# GOAL A
Pull out every line of the listing below that contains the string "bracket", treating uppercase and lowercase as different.

# PASSAGE GIVEN
+ + + +
Mike, you're twenty-six now? Yet you still reason like the same slightly unfocused high school kid you were when I first encountered you online. Worse yet, you're applying this lack of thought to matters of life and death.

You know, I respect Bernard. He's working from what I believe are wildly incorrect assumptions about the nature of life, the universe, and everything; but he knows what they are, and how his conclusions follow (usually). He's willing to put his money -- his vote, his life -- where his mouth is.

You, on the other hand, are passing off someone else's ideas as your own. (Please don't tell me you came up with this line of thought independently. I know you too well, and I've seen the same boilerplate elsewhere.) You haven't examined these ideas closely, and you're far too willing to agree with ideas because they fit your own emotional prejudices. You've always been that way. Or perhaps a mentor figure expressed this opinion to you, and you've adopted it. I've seen you do that, entirely unconsciously, as well.

Look, Mike. You're going to have to learn to think, to examine your premises, to reason like an adult at some point. But this -- what you've shown me -- ain't it.

There's a case to be made for current US actions; an apparent relative of mine came up with it, and it's not on its surface evil. But you're not even aware of it.

So yeah. I am going to pull rank here, and call you silly. Your reasoning is silly; your historical analogies are silly; and your moral stance is silly. You, my friend, are behaving in a laughable manner in your defense of the indefensible.

God damn I am tired of playing bad cop. But I've never seen you take a hard look at why you're not intellectually first-rate. Maybe it's about time.

Mike Ralls

I'll think about what you said.

Jussi Jalonen

As a completely unrelated side note, I'll just briefly mention that the slur directed by the "Eject! Eject!"-site against the Waffen-SS as a collective establishment left me feeling vaguely irritated. I'm sort of weird that way.

As for the main topic, well, as a foreigner, I have no deep-rooted opinions on the subject. However, it would seem fairly clear that the political culture and mentality in the modern-day United States has never been adequately prepared to satisfactorily handle the negative downsides of wartime or national crisis. Especially when these also involve infringing some of those legal and constitutional practices that average Americans tend to hold so sacrosanct.

This unpreparedness alone would, at least to me, appear as a valid reason to promote relative abstinence, trying to avoid situations where one will inevitably get exposed to these negative experiences. If you already know that it will leave a bad taste in your mouth, why do you do it?

When it comes to the comparison between Russia and the United States, well, personally I would regard the behaviour of our eastern neighbour at least as more _consistent_. It's not acceptable; nor is it positive; but somehow it still seems, I don't know, a bit more comprehensible and easier to follow. It's more ordinary, sort of, and far less hypocritical.

(This brings up the character differences. For example, Putin hasn't publicly stated that he's bringing order to Chechnya because the God has told him to do so. On balance, it also seems that the generally well-educated Russian public is capable of far more daring dissidence and criticism than their American brethren.)

As a general comment on the article that started this discussion, I'm sort of wondering why it's so absolutely necessary for an American person to always go through the ritual litany of patriotic assurances before daring to direct any criticism against his/her country or government. For some odd reason, I'm perfectly able to express my disgust against the political practices of the country that I live in without breaking into a solo performance of "Finlandia" as an obligatory overture.
+ + + +
(Saved items)
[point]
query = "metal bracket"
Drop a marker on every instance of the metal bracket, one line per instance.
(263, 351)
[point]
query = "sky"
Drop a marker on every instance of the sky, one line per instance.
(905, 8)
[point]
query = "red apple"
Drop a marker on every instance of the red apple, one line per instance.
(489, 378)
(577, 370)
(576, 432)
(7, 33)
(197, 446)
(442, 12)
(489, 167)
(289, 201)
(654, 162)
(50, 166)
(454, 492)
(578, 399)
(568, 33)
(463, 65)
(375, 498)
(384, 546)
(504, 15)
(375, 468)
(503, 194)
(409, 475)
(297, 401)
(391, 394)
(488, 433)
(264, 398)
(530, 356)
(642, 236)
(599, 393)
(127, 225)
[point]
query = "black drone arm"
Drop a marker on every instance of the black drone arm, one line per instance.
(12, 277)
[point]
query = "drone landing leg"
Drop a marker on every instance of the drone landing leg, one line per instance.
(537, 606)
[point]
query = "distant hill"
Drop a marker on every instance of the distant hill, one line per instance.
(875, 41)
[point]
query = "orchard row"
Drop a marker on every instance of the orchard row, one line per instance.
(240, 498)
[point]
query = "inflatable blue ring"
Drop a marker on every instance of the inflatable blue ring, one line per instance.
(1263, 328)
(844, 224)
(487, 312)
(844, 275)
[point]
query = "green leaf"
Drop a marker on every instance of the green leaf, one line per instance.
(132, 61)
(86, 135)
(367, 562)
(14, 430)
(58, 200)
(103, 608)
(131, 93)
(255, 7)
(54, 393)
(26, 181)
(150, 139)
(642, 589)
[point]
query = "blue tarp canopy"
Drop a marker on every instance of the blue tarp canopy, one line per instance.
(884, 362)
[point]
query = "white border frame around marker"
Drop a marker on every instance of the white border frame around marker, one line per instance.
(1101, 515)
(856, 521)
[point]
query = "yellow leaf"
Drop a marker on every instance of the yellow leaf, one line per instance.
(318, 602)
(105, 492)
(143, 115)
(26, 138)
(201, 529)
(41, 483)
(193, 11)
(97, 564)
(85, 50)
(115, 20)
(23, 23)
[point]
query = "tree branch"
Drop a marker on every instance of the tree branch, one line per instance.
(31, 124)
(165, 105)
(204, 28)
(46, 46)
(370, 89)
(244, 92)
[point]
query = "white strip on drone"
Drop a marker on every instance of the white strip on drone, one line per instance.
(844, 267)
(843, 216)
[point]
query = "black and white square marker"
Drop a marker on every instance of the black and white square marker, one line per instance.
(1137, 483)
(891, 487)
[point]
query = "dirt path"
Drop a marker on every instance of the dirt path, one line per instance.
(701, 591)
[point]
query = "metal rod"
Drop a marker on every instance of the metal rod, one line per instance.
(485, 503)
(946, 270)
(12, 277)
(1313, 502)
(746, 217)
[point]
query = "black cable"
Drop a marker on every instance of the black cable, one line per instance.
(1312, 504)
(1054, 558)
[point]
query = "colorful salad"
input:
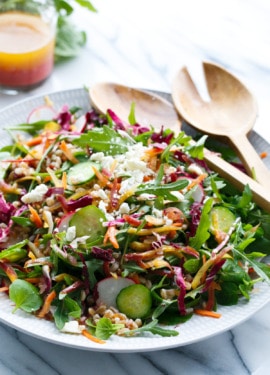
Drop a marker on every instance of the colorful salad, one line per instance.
(108, 227)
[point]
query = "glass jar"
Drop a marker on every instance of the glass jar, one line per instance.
(27, 39)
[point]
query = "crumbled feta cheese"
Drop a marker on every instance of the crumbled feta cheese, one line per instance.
(194, 168)
(157, 213)
(100, 194)
(78, 240)
(71, 233)
(178, 195)
(73, 327)
(36, 195)
(124, 208)
(97, 156)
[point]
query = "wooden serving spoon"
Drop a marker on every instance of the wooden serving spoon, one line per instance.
(157, 111)
(230, 113)
(150, 109)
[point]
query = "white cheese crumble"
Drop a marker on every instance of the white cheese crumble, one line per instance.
(124, 208)
(194, 168)
(36, 195)
(71, 233)
(73, 327)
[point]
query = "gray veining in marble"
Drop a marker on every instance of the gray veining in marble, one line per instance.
(143, 43)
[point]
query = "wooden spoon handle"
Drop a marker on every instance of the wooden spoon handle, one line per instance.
(251, 160)
(260, 194)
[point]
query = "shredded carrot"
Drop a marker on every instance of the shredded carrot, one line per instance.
(210, 314)
(47, 304)
(64, 180)
(264, 155)
(34, 141)
(88, 335)
(34, 217)
(46, 145)
(110, 236)
(103, 180)
(33, 280)
(125, 196)
(4, 289)
(68, 153)
(197, 181)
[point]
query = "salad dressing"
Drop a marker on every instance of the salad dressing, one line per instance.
(26, 50)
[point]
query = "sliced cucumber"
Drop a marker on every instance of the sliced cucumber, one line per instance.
(82, 173)
(221, 219)
(3, 164)
(135, 301)
(89, 222)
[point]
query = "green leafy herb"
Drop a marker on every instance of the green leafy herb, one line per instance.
(14, 253)
(202, 233)
(66, 308)
(162, 190)
(153, 328)
(104, 140)
(196, 150)
(105, 328)
(25, 296)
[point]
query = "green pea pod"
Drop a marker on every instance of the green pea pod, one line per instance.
(14, 253)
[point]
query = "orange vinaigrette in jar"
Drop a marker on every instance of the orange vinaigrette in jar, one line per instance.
(26, 50)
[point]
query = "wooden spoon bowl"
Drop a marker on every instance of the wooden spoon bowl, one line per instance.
(150, 109)
(230, 114)
(153, 109)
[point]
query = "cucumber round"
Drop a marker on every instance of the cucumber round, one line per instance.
(221, 219)
(89, 222)
(135, 301)
(82, 173)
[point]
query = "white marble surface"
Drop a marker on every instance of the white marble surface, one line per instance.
(143, 43)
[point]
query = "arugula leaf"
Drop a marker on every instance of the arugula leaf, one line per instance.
(104, 140)
(25, 296)
(202, 233)
(105, 328)
(162, 190)
(257, 266)
(196, 150)
(153, 328)
(66, 308)
(131, 117)
(181, 139)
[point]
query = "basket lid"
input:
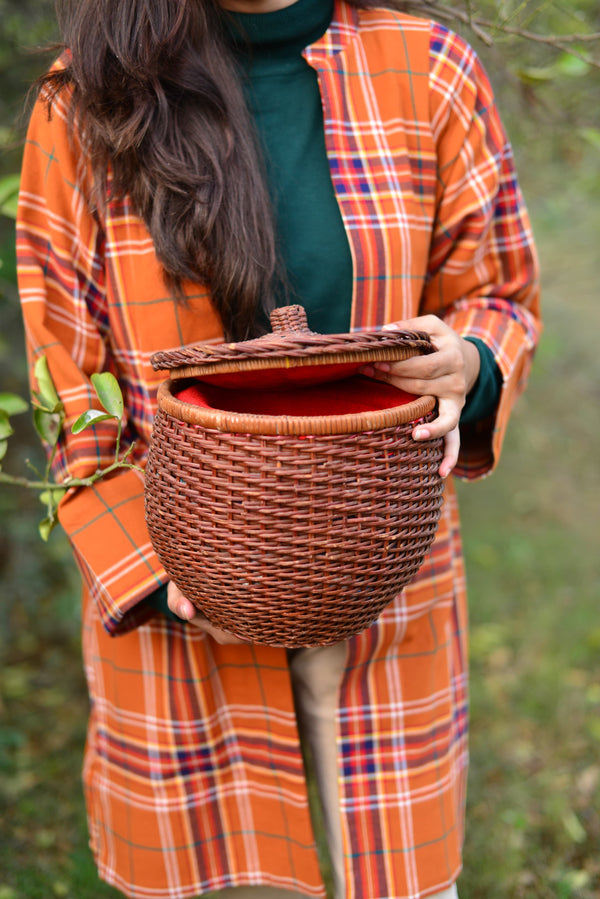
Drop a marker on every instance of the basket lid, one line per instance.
(291, 353)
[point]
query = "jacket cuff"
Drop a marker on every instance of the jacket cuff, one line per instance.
(106, 527)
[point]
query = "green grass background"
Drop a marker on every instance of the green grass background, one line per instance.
(531, 542)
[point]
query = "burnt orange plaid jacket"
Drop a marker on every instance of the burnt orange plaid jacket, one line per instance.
(193, 772)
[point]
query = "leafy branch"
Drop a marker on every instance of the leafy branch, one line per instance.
(489, 29)
(49, 420)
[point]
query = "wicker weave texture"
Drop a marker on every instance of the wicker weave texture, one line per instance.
(291, 540)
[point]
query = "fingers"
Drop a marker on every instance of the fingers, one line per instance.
(451, 449)
(218, 635)
(181, 606)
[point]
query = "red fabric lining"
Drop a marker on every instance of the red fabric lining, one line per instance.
(355, 394)
(301, 375)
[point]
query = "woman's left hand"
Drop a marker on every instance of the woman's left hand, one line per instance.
(448, 374)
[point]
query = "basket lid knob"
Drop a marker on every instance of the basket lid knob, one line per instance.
(289, 318)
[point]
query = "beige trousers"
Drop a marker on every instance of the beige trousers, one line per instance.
(316, 675)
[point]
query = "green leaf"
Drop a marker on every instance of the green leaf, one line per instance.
(536, 74)
(52, 496)
(46, 527)
(9, 195)
(109, 393)
(6, 429)
(572, 66)
(13, 404)
(47, 395)
(88, 418)
(48, 425)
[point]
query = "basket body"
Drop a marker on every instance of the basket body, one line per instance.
(290, 540)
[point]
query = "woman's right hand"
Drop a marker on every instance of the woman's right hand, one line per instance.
(180, 605)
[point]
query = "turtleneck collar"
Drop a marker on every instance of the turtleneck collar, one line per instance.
(281, 33)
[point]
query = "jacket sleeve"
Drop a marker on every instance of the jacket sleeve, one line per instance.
(483, 271)
(60, 254)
+ + + +
# GOAL B
Quote the forum exchange above from "Look, Mike. You're" up to and including "it's about time.".

# TASK OUTPUT A
query = "metal bracket"
Drop a marker on every instance of the metal bracket, one line per instance.

# TASK OUTPUT B
Look, Mike. You're going to have to learn to think, to examine your premises, to reason like an adult at some point. But this -- what you've shown me -- ain't it.

There's a case to be made for current US actions; an apparent relative of mine came up with it, and it's not on its surface evil. But you're not even aware of it.

So yeah. I am going to pull rank here, and call you silly. Your reasoning is silly; your historical analogies are silly; and your moral stance is silly. You, my friend, are behaving in a laughable manner in your defense of the indefensible.

God damn I am tired of playing bad cop. But I've never seen you take a hard look at why you're not intellectually first-rate. Maybe it's about time.